>> begin LISTED ENTRIES
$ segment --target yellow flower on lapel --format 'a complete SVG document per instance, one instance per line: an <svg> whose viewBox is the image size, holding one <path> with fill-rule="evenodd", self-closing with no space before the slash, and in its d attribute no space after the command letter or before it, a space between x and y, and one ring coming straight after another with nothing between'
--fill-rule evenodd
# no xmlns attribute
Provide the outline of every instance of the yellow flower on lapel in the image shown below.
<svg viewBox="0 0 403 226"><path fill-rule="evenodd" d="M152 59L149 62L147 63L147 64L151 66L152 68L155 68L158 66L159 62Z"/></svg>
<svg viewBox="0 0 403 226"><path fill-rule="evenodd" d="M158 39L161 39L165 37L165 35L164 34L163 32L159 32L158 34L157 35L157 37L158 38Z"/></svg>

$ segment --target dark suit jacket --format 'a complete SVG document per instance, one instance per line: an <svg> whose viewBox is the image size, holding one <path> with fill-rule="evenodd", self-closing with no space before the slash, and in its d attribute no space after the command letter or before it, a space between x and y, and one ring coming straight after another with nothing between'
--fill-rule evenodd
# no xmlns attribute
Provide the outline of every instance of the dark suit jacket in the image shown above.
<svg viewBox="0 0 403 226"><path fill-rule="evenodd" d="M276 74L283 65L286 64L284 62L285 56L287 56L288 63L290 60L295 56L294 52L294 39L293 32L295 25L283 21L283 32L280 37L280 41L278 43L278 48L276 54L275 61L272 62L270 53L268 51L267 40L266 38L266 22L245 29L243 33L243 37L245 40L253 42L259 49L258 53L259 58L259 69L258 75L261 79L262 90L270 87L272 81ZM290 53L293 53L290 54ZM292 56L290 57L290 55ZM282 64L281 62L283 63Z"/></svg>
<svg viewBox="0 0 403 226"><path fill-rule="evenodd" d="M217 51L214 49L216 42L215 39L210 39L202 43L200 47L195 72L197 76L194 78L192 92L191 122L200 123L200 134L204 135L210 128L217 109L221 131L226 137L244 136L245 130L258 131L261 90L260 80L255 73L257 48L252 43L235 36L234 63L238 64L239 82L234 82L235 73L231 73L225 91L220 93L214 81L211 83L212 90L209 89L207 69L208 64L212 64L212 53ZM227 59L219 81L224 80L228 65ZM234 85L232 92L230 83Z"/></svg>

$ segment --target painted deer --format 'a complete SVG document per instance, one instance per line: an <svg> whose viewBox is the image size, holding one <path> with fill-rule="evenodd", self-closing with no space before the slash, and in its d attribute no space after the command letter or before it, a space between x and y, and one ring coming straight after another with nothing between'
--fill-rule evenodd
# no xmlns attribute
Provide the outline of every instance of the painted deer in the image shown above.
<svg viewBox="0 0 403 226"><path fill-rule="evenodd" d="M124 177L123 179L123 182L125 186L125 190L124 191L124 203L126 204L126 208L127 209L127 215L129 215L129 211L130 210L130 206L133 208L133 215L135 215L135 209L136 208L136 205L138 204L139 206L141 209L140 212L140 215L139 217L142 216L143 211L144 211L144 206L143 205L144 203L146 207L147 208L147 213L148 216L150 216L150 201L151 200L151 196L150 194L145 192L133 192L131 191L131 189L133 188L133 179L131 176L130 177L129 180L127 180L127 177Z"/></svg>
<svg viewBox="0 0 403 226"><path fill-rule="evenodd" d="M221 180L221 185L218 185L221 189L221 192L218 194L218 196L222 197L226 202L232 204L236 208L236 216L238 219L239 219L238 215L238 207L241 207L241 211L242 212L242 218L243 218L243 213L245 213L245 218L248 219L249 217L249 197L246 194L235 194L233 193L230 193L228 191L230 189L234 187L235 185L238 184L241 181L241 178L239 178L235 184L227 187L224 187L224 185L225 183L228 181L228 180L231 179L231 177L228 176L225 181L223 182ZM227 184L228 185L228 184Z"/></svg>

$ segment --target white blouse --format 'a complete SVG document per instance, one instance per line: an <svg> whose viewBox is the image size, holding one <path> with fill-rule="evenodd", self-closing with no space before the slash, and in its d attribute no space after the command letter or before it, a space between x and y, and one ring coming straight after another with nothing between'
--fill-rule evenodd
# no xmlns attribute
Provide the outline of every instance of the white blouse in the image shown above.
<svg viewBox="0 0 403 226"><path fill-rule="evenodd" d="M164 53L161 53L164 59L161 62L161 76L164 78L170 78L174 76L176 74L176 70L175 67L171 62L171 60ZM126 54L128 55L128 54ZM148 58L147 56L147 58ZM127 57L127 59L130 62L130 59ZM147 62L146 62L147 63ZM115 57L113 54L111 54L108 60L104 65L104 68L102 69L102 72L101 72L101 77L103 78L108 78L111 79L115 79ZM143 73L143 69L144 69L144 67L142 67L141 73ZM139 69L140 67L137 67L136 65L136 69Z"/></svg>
>> end LISTED ENTRIES
**PROBLEM:** Rewrite the lines above, replacing each "painted deer" with "carved deer" and leaving everything else untouched.

**THE RESULT:**
$ segment --target yellow flower on lapel --format 'a complete SVG document per instance, one instance per line: an <svg> whose viewBox is the image size, holding one <path> with fill-rule="evenodd", self-closing with no space before the slash, and in its d attribute no space after the command letter or before it, a space between x and y, and one ring coming straight after another with nothing between'
--fill-rule evenodd
# no xmlns attribute
Provide the outline of every instance of the yellow flower on lapel in the image shown below.
<svg viewBox="0 0 403 226"><path fill-rule="evenodd" d="M152 59L149 62L147 63L147 64L151 66L152 68L155 68L158 66L159 62Z"/></svg>
<svg viewBox="0 0 403 226"><path fill-rule="evenodd" d="M158 39L161 39L165 37L165 35L164 34L163 32L159 32L158 34L157 35L157 37L158 38Z"/></svg>

$ segment --target dark suit jacket --format 'a complete SVG document per instance, one instance per line: an <svg> whose viewBox is the image size, holding one <path> with fill-rule="evenodd", self-closing with no space before the slash, and in its d attribute no space after the command letter or before it, a space between x and y, and one ring coming straight after another with nothing between'
--fill-rule evenodd
# no xmlns attribute
Provide the outline of every instance of the dark suit jacket in the image shown above.
<svg viewBox="0 0 403 226"><path fill-rule="evenodd" d="M276 74L283 65L286 64L284 62L285 56L287 56L288 63L290 60L295 56L294 52L294 39L293 32L295 25L283 21L283 32L280 37L280 41L278 43L278 48L276 54L275 61L272 62L270 53L268 51L267 40L266 38L266 22L245 29L243 33L243 37L245 40L253 42L259 49L258 53L259 58L259 69L258 75L261 79L262 90L270 87L272 81ZM290 53L293 53L290 54ZM292 56L290 57L290 55ZM282 64L281 62L283 63Z"/></svg>
<svg viewBox="0 0 403 226"><path fill-rule="evenodd" d="M217 51L214 49L216 42L215 39L210 39L202 43L200 47L195 72L197 76L194 78L192 92L191 122L200 123L200 134L204 135L210 128L217 109L221 131L226 137L244 136L245 130L258 131L261 90L260 80L255 73L257 48L252 43L235 36L234 63L238 64L239 82L234 82L235 73L231 73L225 91L220 93L214 81L211 83L212 90L209 89L207 69L208 64L212 64L212 53ZM227 59L219 81L224 80L228 65ZM234 85L232 92L230 83Z"/></svg>

$ segment --target carved deer --format 'a complete SVG document per instance, one instance per line: an <svg> whose viewBox is the image size, holding one <path> with fill-rule="evenodd", self-closing with no space before the slash, and in its d attribute no space after the command letter or before it, a space between x and y, and one ring coming straight after another with nothing between'
--fill-rule evenodd
# no xmlns attribute
Provide the outline of every instance of the carved deer in the image shown above.
<svg viewBox="0 0 403 226"><path fill-rule="evenodd" d="M124 177L123 179L123 182L125 186L125 190L124 191L124 203L126 204L126 208L127 209L127 215L129 215L129 211L130 210L130 206L133 208L133 215L135 215L135 209L136 208L136 205L138 204L139 206L141 209L140 212L140 215L139 217L142 216L143 211L144 211L144 206L143 205L144 203L146 207L147 208L147 213L148 216L150 216L150 201L151 200L151 196L150 194L145 192L133 192L131 191L131 189L133 188L133 179L131 176L130 177L129 180L127 180L127 177Z"/></svg>
<svg viewBox="0 0 403 226"><path fill-rule="evenodd" d="M221 180L221 185L218 185L221 189L221 192L218 194L218 196L222 197L226 202L232 204L236 208L236 216L238 219L239 219L238 215L238 207L241 207L241 211L242 212L242 218L243 218L243 213L245 213L245 218L248 219L249 217L249 197L246 194L235 194L233 193L230 193L228 191L230 189L234 187L235 185L238 184L241 181L241 178L239 178L235 184L227 187L224 187L224 185L225 183L228 181L228 180L231 179L231 177L228 176L225 181L223 182ZM227 184L228 185L228 184Z"/></svg>

$ segment --target white blouse --format 'a complete SVG document per instance, one instance per line: an <svg> whose viewBox is the image size, holding one <path> with fill-rule="evenodd", self-closing with no space before the slash, and in its d attribute no space after the command letter or before it, a space between x and y, and one ring coming straight after another with nothing between'
--fill-rule evenodd
# no xmlns attribute
Provide the outline of every instance of the white blouse in the image shown above.
<svg viewBox="0 0 403 226"><path fill-rule="evenodd" d="M164 53L161 53L164 59L161 62L161 76L164 78L170 78L174 76L176 74L176 70L175 67L171 62L171 60ZM126 54L128 55L128 54ZM148 58L147 56L147 58ZM127 57L127 59L130 62L130 59ZM147 62L146 62L147 63ZM115 57L113 54L111 54L108 60L104 65L104 68L102 69L102 72L101 72L101 77L103 78L108 78L111 79L115 79ZM143 73L143 69L144 69L144 67L142 67L141 73ZM139 69L140 67L137 67L136 65L136 69Z"/></svg>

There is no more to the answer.